(Location labeling records)
++++++++++++++++++++

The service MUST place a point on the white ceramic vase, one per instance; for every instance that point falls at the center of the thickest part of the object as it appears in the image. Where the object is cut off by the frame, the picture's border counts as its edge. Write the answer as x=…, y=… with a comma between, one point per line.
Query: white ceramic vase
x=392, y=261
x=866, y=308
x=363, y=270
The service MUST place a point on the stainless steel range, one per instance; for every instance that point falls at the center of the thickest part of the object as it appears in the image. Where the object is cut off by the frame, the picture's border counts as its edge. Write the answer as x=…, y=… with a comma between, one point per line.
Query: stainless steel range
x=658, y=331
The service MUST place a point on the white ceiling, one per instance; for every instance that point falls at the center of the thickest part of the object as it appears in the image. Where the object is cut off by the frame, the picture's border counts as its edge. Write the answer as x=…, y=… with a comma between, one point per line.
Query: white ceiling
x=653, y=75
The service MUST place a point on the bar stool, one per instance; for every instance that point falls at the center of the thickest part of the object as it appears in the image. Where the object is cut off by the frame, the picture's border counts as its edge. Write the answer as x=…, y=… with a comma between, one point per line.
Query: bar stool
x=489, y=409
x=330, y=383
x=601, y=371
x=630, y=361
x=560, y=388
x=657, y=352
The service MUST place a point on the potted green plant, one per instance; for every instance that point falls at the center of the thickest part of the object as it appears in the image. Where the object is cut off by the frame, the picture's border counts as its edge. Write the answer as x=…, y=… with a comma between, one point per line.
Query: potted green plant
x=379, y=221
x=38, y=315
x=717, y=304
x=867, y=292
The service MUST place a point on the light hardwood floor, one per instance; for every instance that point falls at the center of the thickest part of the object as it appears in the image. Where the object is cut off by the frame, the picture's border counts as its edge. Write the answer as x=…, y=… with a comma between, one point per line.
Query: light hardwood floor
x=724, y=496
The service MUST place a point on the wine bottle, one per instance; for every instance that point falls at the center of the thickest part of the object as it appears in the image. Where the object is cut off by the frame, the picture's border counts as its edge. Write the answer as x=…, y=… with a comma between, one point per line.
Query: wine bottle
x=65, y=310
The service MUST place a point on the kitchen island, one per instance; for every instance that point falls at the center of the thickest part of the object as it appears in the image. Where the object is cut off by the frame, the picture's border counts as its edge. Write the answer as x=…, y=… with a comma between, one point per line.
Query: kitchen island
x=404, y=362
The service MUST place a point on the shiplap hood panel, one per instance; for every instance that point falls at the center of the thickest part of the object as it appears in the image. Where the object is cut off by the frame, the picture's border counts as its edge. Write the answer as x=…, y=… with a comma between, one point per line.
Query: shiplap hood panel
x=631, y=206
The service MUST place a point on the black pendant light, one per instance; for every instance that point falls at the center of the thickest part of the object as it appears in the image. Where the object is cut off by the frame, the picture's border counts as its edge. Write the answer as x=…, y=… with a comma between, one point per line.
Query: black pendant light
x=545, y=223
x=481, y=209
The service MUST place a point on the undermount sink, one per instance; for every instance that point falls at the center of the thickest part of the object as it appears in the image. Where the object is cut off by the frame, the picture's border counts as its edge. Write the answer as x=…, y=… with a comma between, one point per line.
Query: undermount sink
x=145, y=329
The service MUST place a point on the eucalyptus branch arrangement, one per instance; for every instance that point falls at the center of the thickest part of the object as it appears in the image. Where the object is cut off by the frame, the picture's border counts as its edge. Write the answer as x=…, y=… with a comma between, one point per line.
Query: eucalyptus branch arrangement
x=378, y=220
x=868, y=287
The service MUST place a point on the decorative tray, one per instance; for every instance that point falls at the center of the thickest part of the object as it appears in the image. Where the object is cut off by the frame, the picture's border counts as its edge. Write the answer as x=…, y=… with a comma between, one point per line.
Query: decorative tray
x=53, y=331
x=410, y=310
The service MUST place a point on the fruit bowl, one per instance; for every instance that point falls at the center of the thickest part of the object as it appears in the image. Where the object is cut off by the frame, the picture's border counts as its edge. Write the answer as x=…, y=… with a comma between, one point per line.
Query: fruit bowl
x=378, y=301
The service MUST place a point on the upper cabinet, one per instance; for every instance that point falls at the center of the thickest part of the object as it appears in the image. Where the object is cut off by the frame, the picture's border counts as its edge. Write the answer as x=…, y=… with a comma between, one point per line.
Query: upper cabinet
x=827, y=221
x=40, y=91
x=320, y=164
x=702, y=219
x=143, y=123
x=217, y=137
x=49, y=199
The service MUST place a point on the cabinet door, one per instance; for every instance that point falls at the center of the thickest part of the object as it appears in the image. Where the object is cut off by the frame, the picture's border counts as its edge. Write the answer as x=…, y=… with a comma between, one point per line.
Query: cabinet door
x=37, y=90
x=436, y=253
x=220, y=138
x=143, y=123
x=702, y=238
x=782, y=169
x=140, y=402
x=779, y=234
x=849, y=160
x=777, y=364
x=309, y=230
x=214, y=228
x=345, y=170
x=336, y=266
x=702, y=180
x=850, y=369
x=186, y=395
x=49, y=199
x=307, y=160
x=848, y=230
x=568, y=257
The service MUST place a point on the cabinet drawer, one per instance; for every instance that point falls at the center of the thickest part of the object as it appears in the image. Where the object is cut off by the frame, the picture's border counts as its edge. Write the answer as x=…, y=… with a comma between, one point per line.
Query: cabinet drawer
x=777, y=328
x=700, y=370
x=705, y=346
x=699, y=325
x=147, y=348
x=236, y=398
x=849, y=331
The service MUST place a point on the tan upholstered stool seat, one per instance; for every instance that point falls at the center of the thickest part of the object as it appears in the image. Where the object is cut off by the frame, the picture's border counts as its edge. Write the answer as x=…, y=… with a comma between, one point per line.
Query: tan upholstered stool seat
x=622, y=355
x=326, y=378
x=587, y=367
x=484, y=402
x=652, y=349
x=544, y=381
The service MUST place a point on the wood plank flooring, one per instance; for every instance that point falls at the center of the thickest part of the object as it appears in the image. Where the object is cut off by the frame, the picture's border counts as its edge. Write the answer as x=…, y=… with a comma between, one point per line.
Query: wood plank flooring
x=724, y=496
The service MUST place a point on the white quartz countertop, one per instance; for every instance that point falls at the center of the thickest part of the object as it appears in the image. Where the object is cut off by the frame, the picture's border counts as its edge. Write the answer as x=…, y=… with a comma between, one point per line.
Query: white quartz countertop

++++++++++++++++++++

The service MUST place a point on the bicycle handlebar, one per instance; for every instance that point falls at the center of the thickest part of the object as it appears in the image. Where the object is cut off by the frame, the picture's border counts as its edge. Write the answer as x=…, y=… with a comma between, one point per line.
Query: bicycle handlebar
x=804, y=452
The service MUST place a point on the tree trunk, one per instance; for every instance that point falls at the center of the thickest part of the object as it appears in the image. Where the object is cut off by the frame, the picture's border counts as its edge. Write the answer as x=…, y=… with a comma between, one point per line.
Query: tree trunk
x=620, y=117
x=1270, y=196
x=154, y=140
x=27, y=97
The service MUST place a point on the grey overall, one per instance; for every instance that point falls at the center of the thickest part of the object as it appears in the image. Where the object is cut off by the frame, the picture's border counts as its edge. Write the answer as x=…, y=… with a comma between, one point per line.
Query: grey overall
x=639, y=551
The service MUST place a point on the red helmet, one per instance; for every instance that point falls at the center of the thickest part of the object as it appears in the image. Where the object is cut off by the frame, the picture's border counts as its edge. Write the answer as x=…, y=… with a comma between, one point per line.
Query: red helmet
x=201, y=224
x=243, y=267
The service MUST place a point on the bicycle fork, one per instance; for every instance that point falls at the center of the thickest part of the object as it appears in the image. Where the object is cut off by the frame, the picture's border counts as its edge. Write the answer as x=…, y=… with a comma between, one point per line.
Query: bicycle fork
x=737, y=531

++++++++++++++++++++

Exercise: Reproduce the listing from the line containing "The service MUST place a point on the cabinet door, one" up to and including the line containing "x=568, y=257", requests included, and shift every x and y coordinate in the answers by adding -116 to it. Give only those lines.

Written solution:
The service MUST place a point on the cabinet door, one per instance; for every instance that point falls at the center of the thickest part of the object as it appears in the image. Where the object is cut off by the frame, the picture's border counts as its edge. Write the answer as x=…, y=… with a comma between, one point per line.
Query: cabinet door
x=-79, y=-26
x=320, y=137
x=104, y=22
x=27, y=7
x=586, y=122
x=666, y=53
x=24, y=286
x=663, y=118
x=733, y=44
x=661, y=248
x=193, y=114
x=98, y=112
x=229, y=54
x=220, y=150
x=586, y=64
x=734, y=253
x=70, y=279
x=-67, y=83
x=191, y=44
x=732, y=114
x=452, y=141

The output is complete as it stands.